Directions for this task
Starting with the line containing "the person walking" and going on through the line containing "x=252 y=382", write out every line of the data below again, scaling each answer coordinate by 1.9 and rounding to a whole number, with halves rounded up. Leave every other line and number unchanged.

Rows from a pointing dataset
- - -

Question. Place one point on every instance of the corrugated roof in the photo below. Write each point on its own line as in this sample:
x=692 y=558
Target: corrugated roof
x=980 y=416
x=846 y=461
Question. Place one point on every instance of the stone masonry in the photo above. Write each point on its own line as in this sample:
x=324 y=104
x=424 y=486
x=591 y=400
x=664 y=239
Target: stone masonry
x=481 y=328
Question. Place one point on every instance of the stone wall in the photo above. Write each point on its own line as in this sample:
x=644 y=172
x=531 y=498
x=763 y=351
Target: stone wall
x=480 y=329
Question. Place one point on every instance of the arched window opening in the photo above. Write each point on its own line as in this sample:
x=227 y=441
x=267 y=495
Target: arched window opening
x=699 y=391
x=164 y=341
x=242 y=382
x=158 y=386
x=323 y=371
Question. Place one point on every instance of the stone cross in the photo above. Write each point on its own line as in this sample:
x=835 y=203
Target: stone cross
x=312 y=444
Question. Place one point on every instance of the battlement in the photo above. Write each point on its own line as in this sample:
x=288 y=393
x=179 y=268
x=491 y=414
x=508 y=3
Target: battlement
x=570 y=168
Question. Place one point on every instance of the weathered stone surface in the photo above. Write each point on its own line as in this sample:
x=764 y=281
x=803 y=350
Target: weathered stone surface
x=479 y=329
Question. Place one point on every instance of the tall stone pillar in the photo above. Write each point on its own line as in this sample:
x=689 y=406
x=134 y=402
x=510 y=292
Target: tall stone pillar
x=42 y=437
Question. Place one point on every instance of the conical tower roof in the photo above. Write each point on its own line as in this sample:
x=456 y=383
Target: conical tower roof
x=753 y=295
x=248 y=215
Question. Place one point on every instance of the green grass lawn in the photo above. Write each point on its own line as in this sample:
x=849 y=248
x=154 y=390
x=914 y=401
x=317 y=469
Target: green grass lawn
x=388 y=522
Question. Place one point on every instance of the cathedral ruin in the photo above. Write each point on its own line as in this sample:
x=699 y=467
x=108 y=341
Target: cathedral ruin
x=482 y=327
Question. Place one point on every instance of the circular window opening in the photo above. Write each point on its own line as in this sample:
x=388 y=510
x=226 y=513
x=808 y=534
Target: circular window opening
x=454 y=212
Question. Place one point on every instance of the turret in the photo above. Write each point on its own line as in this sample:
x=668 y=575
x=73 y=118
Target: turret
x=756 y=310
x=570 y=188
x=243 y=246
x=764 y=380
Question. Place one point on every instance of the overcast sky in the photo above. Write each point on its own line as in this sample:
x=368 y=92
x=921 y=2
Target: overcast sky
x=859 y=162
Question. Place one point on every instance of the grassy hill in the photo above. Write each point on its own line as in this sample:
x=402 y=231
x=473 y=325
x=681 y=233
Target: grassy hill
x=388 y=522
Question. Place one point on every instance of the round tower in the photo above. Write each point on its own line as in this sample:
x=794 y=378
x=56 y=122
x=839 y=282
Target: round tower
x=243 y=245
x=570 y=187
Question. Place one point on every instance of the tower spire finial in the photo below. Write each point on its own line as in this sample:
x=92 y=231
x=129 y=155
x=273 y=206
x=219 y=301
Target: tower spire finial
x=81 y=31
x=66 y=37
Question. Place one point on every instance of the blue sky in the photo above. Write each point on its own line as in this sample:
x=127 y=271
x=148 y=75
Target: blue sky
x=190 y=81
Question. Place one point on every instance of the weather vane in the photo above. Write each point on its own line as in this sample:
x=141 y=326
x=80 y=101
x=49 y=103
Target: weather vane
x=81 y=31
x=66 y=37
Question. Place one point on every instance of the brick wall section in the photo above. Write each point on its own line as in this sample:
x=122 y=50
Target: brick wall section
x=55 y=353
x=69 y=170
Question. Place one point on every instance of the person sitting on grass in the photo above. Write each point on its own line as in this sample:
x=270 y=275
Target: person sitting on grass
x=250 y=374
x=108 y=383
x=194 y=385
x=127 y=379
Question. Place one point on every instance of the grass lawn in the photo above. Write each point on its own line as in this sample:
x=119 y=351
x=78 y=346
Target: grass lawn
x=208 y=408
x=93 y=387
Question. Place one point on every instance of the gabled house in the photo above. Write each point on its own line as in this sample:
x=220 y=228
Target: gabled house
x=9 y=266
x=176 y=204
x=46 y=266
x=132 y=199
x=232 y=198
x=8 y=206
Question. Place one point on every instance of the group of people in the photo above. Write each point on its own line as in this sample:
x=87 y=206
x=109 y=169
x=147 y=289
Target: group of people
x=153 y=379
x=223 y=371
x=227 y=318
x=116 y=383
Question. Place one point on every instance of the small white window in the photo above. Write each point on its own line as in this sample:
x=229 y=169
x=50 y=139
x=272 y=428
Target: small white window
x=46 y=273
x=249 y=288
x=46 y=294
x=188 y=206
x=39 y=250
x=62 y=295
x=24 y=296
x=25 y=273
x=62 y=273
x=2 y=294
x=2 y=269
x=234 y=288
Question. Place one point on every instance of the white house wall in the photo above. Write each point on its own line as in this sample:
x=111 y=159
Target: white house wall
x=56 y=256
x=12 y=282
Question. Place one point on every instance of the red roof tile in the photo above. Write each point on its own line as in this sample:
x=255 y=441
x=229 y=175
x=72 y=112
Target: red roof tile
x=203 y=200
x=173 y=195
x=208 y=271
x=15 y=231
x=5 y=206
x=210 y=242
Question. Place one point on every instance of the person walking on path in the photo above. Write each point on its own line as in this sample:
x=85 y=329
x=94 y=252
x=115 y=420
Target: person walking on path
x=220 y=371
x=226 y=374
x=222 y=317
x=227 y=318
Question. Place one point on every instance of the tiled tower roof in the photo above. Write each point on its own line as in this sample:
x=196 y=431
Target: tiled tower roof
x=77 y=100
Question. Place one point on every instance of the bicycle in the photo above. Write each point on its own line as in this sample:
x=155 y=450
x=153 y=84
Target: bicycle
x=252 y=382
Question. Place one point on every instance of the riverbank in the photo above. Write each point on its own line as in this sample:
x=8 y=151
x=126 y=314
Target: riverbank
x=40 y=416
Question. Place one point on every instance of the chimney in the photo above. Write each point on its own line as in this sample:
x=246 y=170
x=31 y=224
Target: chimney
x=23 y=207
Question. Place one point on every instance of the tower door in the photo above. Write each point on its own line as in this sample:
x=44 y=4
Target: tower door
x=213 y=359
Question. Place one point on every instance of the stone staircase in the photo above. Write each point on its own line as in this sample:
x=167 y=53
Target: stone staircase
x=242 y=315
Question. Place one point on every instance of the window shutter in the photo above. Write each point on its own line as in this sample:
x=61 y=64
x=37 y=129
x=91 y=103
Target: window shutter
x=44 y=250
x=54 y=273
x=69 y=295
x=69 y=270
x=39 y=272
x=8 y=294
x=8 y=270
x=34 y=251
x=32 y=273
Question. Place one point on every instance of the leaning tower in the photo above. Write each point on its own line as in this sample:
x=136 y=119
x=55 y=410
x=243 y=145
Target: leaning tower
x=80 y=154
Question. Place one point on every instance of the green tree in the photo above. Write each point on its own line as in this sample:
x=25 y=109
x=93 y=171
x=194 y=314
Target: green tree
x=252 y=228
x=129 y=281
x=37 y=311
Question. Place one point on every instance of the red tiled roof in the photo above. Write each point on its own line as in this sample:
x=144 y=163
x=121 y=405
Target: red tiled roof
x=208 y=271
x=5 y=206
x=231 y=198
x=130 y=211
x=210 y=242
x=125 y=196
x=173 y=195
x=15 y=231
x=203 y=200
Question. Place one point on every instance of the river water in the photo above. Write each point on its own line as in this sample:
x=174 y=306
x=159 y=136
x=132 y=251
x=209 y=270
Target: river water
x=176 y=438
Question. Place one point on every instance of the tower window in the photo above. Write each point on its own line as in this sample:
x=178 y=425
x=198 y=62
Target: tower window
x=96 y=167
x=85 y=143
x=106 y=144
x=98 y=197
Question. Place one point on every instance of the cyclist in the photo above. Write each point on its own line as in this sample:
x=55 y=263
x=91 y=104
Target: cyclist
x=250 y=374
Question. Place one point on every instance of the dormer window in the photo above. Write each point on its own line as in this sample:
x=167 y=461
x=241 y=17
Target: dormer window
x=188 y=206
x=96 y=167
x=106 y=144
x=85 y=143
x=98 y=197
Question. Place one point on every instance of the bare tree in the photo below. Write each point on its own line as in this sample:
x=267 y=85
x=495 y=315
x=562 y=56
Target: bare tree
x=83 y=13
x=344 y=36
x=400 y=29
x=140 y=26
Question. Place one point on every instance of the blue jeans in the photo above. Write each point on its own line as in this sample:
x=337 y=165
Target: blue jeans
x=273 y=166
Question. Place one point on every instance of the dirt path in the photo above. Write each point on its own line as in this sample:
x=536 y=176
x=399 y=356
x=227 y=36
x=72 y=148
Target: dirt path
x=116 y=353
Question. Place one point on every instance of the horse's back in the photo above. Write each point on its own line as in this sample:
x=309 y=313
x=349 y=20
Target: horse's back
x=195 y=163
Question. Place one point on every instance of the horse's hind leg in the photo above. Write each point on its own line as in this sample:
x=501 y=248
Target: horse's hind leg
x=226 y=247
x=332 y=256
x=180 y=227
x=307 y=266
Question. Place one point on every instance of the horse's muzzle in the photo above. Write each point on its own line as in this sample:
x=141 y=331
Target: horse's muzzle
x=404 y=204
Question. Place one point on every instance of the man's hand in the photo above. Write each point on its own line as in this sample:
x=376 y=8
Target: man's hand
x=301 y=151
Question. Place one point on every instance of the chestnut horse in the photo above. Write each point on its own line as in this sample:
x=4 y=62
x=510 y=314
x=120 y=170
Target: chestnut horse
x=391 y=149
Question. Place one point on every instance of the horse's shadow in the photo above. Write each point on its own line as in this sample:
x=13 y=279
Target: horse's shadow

- - -

Answer to this exercise
Question. Place one point on every instance of the person walking on path in the photo above. Write each point on its own line as in this sample:
x=85 y=329
x=94 y=252
x=115 y=420
Target: person walking on path
x=418 y=705
x=429 y=711
x=422 y=602
x=431 y=604
Question. Place one point on every instance of the tiled tower roof in the photo above. Write each point on its own line as in this sample:
x=196 y=431
Target: tiled tower roof
x=146 y=190
Question. Place one point on every instance of the bicycle in the photo above. Write each point on its own line as in this sample:
x=155 y=450
x=153 y=84
Target: bicycle
x=479 y=726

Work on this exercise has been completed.